=== The records ===
□ □ □

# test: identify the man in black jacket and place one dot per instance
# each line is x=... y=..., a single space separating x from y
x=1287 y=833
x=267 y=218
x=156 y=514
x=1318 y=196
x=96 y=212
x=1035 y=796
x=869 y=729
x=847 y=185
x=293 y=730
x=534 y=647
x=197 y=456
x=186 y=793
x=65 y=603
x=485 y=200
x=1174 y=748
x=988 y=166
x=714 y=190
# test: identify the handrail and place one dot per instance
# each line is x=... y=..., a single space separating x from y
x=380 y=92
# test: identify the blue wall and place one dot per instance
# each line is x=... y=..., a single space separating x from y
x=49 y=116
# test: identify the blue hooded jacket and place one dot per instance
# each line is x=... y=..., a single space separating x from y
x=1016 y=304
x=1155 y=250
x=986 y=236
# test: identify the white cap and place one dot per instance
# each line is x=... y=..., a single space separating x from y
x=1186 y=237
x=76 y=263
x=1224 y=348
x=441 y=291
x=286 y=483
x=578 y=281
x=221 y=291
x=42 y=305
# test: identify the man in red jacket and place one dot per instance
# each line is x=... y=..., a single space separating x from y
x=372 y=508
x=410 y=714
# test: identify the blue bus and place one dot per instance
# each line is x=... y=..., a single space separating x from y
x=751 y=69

□ □ □

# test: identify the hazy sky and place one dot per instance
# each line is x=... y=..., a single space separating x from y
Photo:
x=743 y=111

□ □ □

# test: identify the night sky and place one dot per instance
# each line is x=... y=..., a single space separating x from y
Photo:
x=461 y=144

□ □ □

=== Problem to work on ===
List each line of the records above that contains the word "test". Case counts.

=== The result ===
# test: identify the man in black jacket and place one dot per instance
# test: identify the handrail and place one dot per instance
# test: identify the blue wall and place one dot per instance
# test: identify the blue hooded jacket and place one dot per instance
# test: identify the white cap and place one dot per instance
# test: identify the man in red jacket and place one dot per instance
# test: identify the blue bus and place one dot per instance
# test: identify the hazy sky and place one dot per instance
# test: identify the night sky and place one dot per instance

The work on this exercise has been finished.